■ What you have to do
Reproduce all of the records below verbatim, leaving out the pictures.

■ Record list
+ + + + +

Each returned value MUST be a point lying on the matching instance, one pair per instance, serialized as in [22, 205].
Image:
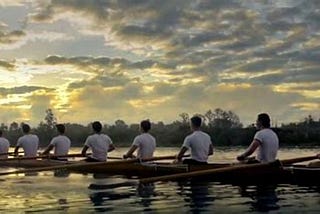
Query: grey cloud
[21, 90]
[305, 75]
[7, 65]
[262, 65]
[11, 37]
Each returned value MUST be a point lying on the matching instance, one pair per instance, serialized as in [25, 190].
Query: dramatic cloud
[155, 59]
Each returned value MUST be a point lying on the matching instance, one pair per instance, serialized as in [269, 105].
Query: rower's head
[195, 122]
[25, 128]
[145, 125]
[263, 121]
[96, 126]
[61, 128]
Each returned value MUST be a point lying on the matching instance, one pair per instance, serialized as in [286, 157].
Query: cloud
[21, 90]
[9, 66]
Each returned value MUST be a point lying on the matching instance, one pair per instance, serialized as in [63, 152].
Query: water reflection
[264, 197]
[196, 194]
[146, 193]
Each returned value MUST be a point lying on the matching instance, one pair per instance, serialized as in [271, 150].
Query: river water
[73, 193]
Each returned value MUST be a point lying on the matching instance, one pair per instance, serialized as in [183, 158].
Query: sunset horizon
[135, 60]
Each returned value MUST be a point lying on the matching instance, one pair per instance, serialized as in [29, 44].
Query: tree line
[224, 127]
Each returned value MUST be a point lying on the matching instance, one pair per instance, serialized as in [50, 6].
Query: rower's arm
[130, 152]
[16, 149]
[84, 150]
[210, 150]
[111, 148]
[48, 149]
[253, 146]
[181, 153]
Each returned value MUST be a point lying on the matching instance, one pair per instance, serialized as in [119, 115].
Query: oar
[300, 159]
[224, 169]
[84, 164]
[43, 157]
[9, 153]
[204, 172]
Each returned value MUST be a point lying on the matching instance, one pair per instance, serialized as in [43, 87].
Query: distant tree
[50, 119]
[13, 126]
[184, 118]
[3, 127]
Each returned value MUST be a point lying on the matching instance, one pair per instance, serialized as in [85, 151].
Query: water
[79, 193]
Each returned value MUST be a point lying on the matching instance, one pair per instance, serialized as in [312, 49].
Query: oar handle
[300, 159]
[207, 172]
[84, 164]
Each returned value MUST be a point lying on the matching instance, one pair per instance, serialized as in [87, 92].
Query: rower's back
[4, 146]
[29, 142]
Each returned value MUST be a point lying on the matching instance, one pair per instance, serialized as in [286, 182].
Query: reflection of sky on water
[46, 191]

+ + + + +

■ Task result
Each returned value MUST be a point lying on the matching instance, one pair per instance, serialized as in [22, 205].
Image:
Query: grey cloud
[21, 90]
[305, 75]
[7, 65]
[262, 65]
[11, 37]
Each returned value MUST be a point lying on the matching instance, one pair per instance, serialized as in [25, 190].
Query: dramatic cloud
[155, 59]
Each returned value MUST be a point lying on the matching instance, one pair per instance, serialized as in [269, 105].
Query: rower's head
[195, 122]
[25, 128]
[145, 125]
[263, 121]
[96, 126]
[61, 128]
Each returned value MUST be a point lying on the matching instance, one pair per instance, serialized as in [286, 157].
Query: cloud
[21, 90]
[9, 66]
Each returned value MUST be a point lying on the matching instance, one pair per instance, serialized as in [63, 152].
Query: water reflection
[264, 197]
[196, 194]
[146, 193]
Each returned value MUST be a point lying on the matching instance, one pair per instance, serialized as in [271, 150].
Query: river water
[73, 193]
Each returned value MUST be a point lying on the matching instance, one pair per instance, serialized as in [183, 158].
Query: sunset horizon
[135, 60]
Each returned value MUST be a point lying on the matching instance, one pair per instance, serialized as in [29, 44].
Query: tree line
[224, 127]
Each returned value MUST be a point lying on the matching instance, one pair per instance, serialized as in [50, 6].
Query: rower's arm
[130, 152]
[16, 149]
[84, 150]
[210, 150]
[111, 148]
[48, 149]
[253, 146]
[181, 153]
Each returned value MUST be a point lying on the matching instance, one pair per instance, serialized as in [119, 115].
Query: oar
[300, 159]
[224, 169]
[84, 164]
[43, 157]
[9, 153]
[204, 172]
Each returned value MUST be a point lying on the matching instance, one pair per instance, serialized as in [43, 87].
Query: distant tree
[50, 119]
[13, 126]
[184, 118]
[3, 127]
Each returned value MUST be a point lying on the matching instance, one pair per instance, serialized as in [85, 151].
Query: water
[79, 193]
Each returned value MUST be a point lying on the matching instance, one pair per instance, serialized as in [312, 49].
Query: oar handle
[300, 159]
[207, 172]
[84, 164]
Each returned value MUST be a point lying on the matching instance, one pair per instance, serialized as in [87, 92].
Query: rower's back
[4, 146]
[29, 142]
Each returned value MUST be a point lying on the matching instance, one pair per instance, serialized as in [286, 182].
Query: reflection of sky on water
[46, 191]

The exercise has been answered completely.